Request 1 | In the intercooler piping thread, swap "intercooler" for "charge cooler" and write out the passage again. Begin at the words "When i connect" and stop after "(Apr 10, 2000)".
Request 2 | Translate this sentence from the intercooler piping thread into Spanish: "if you have OEM motor mounts I would run at least two hump couplers on each side to absorb the engine sudden movements"

Document extract |

# Hump hose, or regular coupler?



## .SLEEPYDUB. (Jul 28, 2005)

Im about to do my custom intercooler piping, and i need some advice.
Im using 2.5" 304 Stainless Steel, all welded to one piece. 
When i connect the piping to the intercooler, and the throttle body, would it be wise to use a silicon hump hose? Or just use a regular coupler?
I am using a 90 degree off the turbo, a reducer from 3" to 2.5" off the throttle body, and then either two couplers, or two hump couplers off the intercooler.
also, should i do 2.5-2.5 or 2.5-3.0"
24v VR6 GT35/40R turbo, 11psi low boost
Any help would be tissight


----------



## nater (Apr 10, 2000)

What's your thought process on the hump connectors? More room for "flex"? 
I'm just curious...
As I've been thinking about getting all custom piping done as well and would wonder what would allow enough movement at the i/c since the motor moves a bit under accel.
Is that why you are asking?


----------



## Deuce34 (Sep 16, 2003)

*Re: (nater)*

if you have OEM motor mounts I would run at least two hump couplers on each side to absorb the engine sudden movements


----------



## Vdubsolo (Apr 11, 2004)

Records provided |
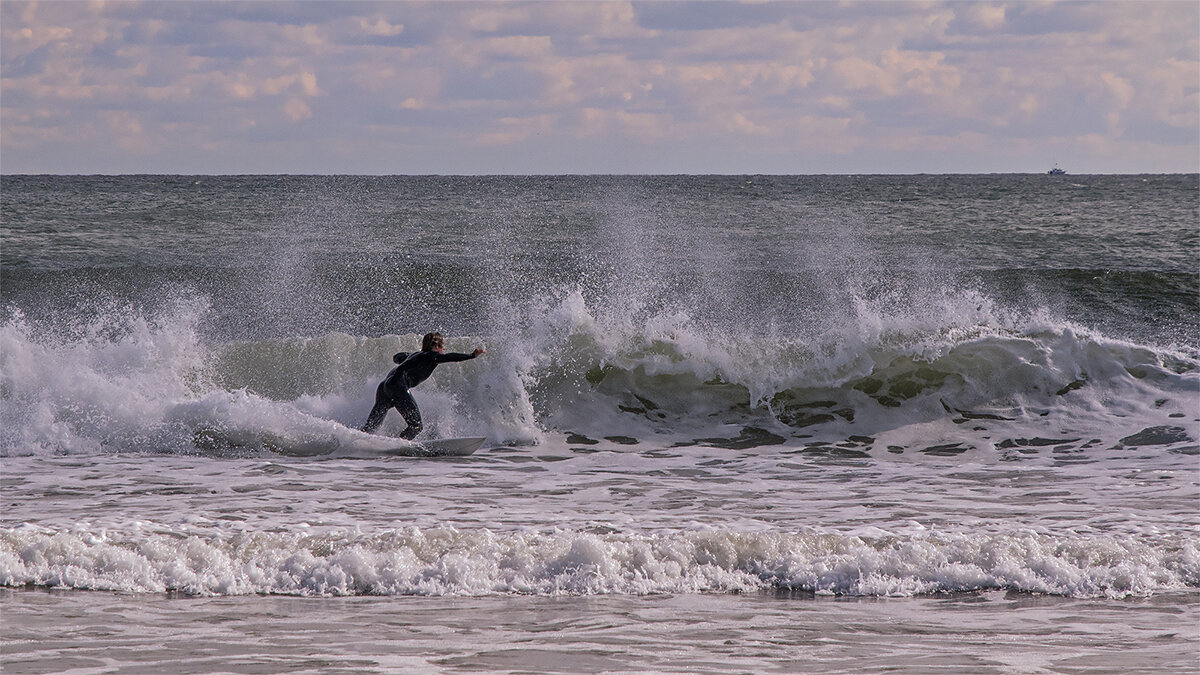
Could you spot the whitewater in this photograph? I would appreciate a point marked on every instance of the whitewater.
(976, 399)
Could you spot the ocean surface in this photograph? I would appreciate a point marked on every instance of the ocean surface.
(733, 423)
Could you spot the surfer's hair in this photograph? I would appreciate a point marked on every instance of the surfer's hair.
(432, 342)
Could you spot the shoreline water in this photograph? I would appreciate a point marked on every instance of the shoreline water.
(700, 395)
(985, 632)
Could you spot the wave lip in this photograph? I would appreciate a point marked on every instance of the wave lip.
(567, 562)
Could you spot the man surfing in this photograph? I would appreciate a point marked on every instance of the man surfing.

Complete answer 1 |
When i connect the piping to the charge cooler, and the throttle body, would it be wise to use a silicon hump hose? Or just use a regular coupler?
I am using a 90 degree off the turbo, a reducer from 3" to 2.5" off the throttle body, and then either two couplers, or two hump couplers off the charge cooler.
also, should i do 2.5-2.5 or 2.5-3.0"
24v VR6 GT35/40R turbo, 11psi low boost
Any help would be tissight


----------



## nater (Apr 10, 2000)

Complete answer 2 | Si tienes soportes de motor OEM, yo pondría al menos dos acopladores tipo joroba en cada lado para absorber los movimientos bruscos del motor.